Roundtable: „Man muss dem Vermittler stärker die Chancen der bKV aufzeigen“

Wir sehen, dass immer mehr Anbieter das schwierige Thema Pflege in die bVK integrieren. Sind die Menschen über die bKV bei dem sperrigen Thema überhaupt zu erreichen? 

Marquardt: Die Pflegeabsicherung ist absolut notwendig. Nur möchte das kaum jemand hören und sich mit dem Pflegerisiko auseinandersetzen. Mit dieser Erkenntnis gehen sie auf Arbeitgeber zu, die ebenfalls eine gewisse Vorprägung haben. Unter Strich ist bei der Pflegeabsicherung dringender Handlungsbedarf angeraten, aber nur wenige tun etwas. 

Warum ist das so?

(Aufgabenstellung): Nimm den Roundtable zu bKV und Pflegeabsicherung oben nach seinem letzten Satz wieder auf und führe ihn weiter.

(Auflistung):
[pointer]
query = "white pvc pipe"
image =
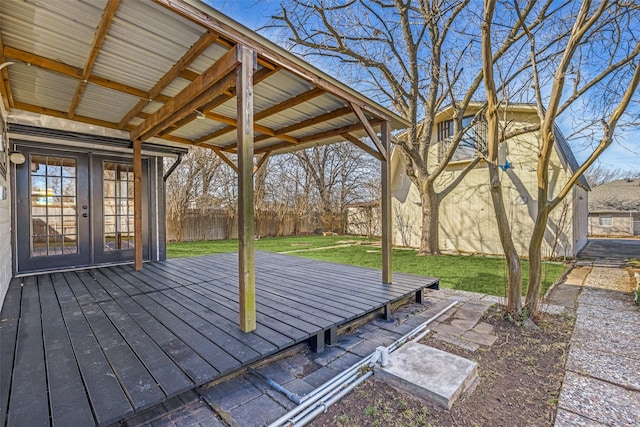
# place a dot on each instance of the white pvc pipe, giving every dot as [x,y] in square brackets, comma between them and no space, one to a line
[329,388]
[323,407]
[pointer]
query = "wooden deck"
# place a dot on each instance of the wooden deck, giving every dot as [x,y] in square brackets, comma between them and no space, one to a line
[96,346]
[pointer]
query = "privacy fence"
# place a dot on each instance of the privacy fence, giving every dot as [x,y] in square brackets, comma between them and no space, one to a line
[214,224]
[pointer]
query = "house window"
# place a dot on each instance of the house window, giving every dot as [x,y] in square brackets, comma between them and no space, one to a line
[473,141]
[118,207]
[605,220]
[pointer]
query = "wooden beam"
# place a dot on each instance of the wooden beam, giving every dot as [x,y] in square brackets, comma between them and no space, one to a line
[96,45]
[5,83]
[309,122]
[137,203]
[261,162]
[336,132]
[303,97]
[213,81]
[275,56]
[259,76]
[224,157]
[190,55]
[355,141]
[387,230]
[246,253]
[63,114]
[232,123]
[370,131]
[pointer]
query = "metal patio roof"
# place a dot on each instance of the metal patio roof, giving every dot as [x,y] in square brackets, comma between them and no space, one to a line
[114,63]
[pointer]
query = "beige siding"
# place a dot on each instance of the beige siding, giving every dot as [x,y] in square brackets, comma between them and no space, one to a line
[622,224]
[467,220]
[5,242]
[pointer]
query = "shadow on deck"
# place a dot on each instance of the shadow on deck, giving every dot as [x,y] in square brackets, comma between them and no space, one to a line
[96,346]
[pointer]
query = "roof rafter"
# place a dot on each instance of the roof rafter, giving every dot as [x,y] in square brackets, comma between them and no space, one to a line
[309,122]
[319,136]
[265,52]
[258,77]
[194,51]
[358,143]
[68,70]
[367,127]
[214,80]
[5,84]
[291,102]
[96,45]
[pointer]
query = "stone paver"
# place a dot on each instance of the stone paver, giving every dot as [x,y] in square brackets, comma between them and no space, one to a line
[247,401]
[602,381]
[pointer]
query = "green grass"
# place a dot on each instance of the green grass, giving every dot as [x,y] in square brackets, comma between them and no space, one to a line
[268,244]
[486,275]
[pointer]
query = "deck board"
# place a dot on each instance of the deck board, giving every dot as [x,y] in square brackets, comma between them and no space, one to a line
[95,346]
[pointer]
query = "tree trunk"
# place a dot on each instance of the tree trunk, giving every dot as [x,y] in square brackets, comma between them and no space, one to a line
[429,244]
[514,294]
[535,262]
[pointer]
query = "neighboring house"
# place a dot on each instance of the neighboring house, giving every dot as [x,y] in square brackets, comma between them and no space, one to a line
[614,209]
[467,219]
[94,96]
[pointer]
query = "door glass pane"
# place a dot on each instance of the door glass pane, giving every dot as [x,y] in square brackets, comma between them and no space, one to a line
[53,217]
[117,196]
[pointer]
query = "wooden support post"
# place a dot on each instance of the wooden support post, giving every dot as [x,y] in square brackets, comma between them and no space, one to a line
[246,255]
[331,336]
[137,203]
[387,312]
[386,205]
[316,342]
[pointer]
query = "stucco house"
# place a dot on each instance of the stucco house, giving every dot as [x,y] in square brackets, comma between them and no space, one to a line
[614,209]
[93,95]
[467,221]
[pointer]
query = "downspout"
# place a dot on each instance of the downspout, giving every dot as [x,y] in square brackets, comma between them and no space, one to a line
[172,168]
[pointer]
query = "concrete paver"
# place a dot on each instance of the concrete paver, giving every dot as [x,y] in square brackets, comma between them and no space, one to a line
[602,380]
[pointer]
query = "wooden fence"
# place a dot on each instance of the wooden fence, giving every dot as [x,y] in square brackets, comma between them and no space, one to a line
[213,224]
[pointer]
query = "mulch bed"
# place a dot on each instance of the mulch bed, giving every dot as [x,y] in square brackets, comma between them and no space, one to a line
[520,379]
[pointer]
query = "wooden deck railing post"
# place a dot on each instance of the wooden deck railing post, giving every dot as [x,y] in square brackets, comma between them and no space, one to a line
[385,130]
[246,255]
[137,203]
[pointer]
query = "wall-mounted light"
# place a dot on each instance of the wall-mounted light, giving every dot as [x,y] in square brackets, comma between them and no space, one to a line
[16,157]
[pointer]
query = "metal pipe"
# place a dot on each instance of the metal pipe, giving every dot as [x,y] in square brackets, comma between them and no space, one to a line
[393,347]
[321,391]
[324,405]
[338,377]
[173,167]
[329,388]
[291,395]
[328,395]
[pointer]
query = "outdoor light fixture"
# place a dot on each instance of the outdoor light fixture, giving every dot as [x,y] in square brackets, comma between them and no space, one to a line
[16,157]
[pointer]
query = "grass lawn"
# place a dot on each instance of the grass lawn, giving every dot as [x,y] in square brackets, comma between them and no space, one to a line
[470,273]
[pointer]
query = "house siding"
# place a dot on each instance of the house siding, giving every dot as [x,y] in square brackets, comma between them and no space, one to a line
[622,224]
[467,219]
[5,241]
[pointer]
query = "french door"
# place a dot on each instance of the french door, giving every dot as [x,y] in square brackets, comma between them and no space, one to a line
[74,210]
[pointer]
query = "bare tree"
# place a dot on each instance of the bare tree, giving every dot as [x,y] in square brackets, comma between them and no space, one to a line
[192,178]
[600,54]
[417,56]
[338,175]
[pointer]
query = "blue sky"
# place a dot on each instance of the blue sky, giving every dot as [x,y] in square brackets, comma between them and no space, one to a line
[623,154]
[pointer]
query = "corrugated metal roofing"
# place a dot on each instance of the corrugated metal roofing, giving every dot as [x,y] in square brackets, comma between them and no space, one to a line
[144,40]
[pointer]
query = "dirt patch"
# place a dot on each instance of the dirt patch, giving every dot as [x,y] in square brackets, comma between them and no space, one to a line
[520,379]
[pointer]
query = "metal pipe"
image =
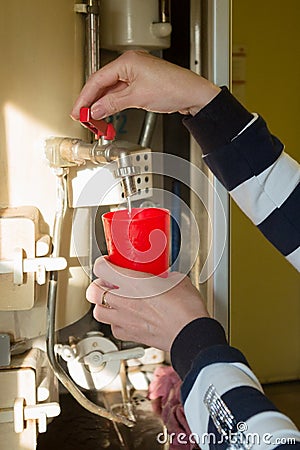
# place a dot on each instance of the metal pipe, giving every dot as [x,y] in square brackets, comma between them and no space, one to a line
[51,313]
[147,129]
[92,38]
[164,11]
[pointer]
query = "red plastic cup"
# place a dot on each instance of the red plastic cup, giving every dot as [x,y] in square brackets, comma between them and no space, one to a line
[140,240]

(Lösung):
Marquardt: Der Grenznutzen eines Arbeitgebers bei der Auszahlung eines Pflegetaggeldes ist gering. Daher sind wir bei unserem Tarif Feel Care in eine andere Richtung gegangen. Wir bieten keine Pflegetagegeld-Versicherung, sondern übernehmen den Service und die Organisation rund um die Angehörigenpflege und zahlen ein monatliches Budget, dass der Mitarbeitende für die Pflege der Angehörigen verwenden kann. Für den Arbeitgeber ist das ein Mehrwert, weil er den Mitarbeitenden in schweren Zeiten eine echte Hilfe bietet und sie sich dadurch besser auf ihre Arbeit fokussieren können. Durch diesen anderen Blickwinkel wird das negativ besetzte Thema Pflege plötzlich attraktiver. Unser Pflegeangebot ersetzt nicht die private Pflegeabsicherung. Mit unserem Blick auf die Pflege gehen wir in der bKV einen anderen Weg und sensibilisieren die Belegschaft zugleich für die eigene Pflegevorsorge. Wenn ich mir etwas wünschen dürfte, wäre das für die Pflege ein Drei-Säulen-Modell aus staatlicher, privater und betrieblicher Pflegeabsicherung.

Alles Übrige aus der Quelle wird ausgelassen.